Copy each line below that has "Label".

BEGIN RECORDED DATA

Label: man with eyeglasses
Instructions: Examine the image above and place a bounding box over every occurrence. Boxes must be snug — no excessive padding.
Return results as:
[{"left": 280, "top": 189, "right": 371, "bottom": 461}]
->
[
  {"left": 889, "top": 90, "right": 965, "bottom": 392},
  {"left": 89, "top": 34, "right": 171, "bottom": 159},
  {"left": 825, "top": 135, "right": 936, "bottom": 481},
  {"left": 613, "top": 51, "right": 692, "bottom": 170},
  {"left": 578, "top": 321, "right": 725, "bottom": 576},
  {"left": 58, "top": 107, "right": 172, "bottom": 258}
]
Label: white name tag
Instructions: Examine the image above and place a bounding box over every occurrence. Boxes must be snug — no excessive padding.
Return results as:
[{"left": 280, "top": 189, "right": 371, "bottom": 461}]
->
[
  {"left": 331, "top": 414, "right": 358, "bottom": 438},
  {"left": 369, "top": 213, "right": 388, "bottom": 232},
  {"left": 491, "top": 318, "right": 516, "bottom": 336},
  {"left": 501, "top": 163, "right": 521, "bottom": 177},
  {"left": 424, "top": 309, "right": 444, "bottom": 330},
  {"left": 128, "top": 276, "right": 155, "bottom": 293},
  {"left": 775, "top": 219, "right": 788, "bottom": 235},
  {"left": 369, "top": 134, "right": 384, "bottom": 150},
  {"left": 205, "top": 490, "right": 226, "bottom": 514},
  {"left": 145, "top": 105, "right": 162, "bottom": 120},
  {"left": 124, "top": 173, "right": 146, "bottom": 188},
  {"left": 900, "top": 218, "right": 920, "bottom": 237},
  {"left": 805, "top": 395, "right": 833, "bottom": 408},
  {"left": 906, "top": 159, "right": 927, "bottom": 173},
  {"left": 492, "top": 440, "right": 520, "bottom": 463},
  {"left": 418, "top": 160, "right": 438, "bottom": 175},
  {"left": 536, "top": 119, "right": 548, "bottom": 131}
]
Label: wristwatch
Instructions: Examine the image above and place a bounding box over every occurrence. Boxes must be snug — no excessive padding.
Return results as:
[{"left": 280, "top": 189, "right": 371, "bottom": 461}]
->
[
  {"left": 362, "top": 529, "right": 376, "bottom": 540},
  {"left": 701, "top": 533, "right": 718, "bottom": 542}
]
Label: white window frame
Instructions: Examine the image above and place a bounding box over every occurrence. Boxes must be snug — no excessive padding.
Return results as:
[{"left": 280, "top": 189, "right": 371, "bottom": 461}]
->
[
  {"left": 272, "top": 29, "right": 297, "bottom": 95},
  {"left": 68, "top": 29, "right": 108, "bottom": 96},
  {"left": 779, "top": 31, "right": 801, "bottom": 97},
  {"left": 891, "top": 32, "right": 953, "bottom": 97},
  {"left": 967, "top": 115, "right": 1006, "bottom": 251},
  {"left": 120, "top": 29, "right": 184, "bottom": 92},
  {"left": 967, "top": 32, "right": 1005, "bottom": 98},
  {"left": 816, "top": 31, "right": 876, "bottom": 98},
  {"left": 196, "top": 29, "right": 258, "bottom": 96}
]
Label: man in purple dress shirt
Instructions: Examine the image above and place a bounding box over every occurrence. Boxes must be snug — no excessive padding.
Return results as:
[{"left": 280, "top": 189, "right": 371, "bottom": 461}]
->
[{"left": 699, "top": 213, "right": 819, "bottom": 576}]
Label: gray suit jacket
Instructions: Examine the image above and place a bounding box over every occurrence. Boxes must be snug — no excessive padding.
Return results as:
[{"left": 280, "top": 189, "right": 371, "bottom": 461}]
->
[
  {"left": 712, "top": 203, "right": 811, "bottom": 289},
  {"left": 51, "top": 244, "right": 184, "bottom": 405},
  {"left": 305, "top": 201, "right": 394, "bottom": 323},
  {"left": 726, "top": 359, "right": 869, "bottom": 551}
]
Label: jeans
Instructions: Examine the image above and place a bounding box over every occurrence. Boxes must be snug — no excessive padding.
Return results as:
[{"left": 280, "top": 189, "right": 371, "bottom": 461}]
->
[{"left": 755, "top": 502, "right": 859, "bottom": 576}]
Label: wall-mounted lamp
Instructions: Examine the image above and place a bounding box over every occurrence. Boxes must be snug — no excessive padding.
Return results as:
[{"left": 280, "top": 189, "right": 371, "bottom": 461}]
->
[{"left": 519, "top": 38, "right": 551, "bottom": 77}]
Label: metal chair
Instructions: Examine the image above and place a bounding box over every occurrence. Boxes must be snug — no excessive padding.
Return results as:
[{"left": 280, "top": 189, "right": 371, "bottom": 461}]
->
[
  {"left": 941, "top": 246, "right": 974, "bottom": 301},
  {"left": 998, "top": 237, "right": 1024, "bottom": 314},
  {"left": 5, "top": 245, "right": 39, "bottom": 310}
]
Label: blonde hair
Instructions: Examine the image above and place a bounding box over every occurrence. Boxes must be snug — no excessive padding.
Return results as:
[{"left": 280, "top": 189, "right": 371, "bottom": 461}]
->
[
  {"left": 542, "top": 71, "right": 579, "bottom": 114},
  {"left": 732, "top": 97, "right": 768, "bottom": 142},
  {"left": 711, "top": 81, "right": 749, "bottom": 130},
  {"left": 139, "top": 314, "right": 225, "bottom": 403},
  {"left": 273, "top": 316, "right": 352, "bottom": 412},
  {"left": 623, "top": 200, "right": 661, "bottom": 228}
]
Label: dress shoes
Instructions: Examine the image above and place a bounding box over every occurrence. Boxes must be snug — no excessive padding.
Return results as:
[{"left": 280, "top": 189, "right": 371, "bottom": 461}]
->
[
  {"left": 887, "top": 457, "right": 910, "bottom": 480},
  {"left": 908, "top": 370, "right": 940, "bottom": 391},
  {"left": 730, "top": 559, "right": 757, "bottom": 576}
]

END RECORDED DATA

— WRITTEN SOLUTION —
Label: man with eyeglasses
Label: white name tag
Label: wristwatch
Label: white window frame
Label: man in purple dress shirt
Label: gray suit jacket
Label: jeans
Label: wall-mounted lamp
Label: metal chair
Label: blonde hair
Label: dress shoes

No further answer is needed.